> Instruction: Could you repeat, word for word, the lines from the one containing "Definition of the keypoint: for every instance of the large" through the end of the rows, both included?

----- Given records

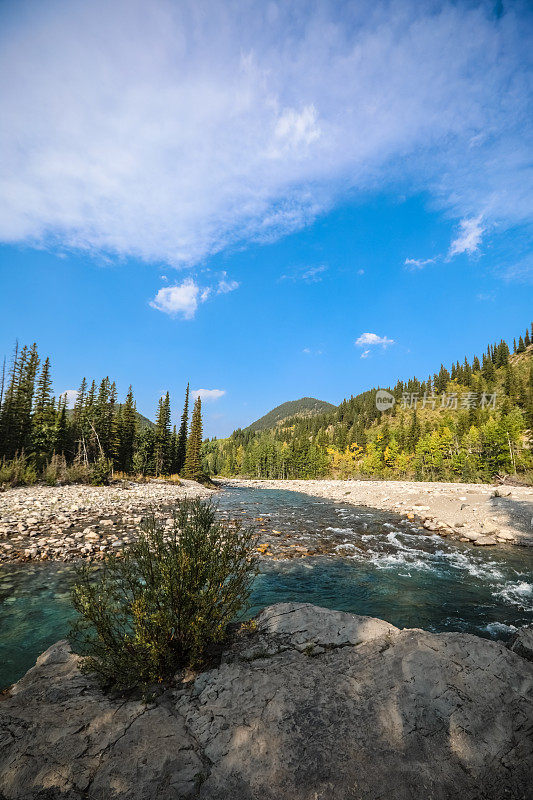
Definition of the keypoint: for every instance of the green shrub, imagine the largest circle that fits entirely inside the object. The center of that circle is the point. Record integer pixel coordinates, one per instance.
(101, 471)
(163, 602)
(17, 472)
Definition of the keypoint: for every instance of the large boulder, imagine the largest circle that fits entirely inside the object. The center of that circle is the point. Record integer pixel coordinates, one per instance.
(308, 704)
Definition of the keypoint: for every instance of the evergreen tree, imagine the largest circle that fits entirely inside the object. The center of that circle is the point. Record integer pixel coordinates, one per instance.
(162, 437)
(193, 463)
(43, 434)
(61, 437)
(127, 430)
(181, 447)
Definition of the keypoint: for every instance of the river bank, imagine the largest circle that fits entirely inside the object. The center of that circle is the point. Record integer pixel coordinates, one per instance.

----------

> The solution:
Definition of the keypoint: for every instance of the large boulder, imagine the largest circle that fits entirely inside the object. The center of that circle is the point. Record integer pixel coordinates, one per instance.
(308, 704)
Definition of the keypoint: for every instance of the evergreen tree, imagine the largest circle that fits entirely inside the object. The center of that circle is the point. Record integer pixel coordinates, one per instance.
(162, 437)
(193, 463)
(43, 434)
(61, 437)
(127, 430)
(181, 447)
Definition of the keypoint: for every instance of the river bank, imagine the largest circle that fits entirely inside the object. The center of that circle is the point. Record integer pixel coordinates, one per instance.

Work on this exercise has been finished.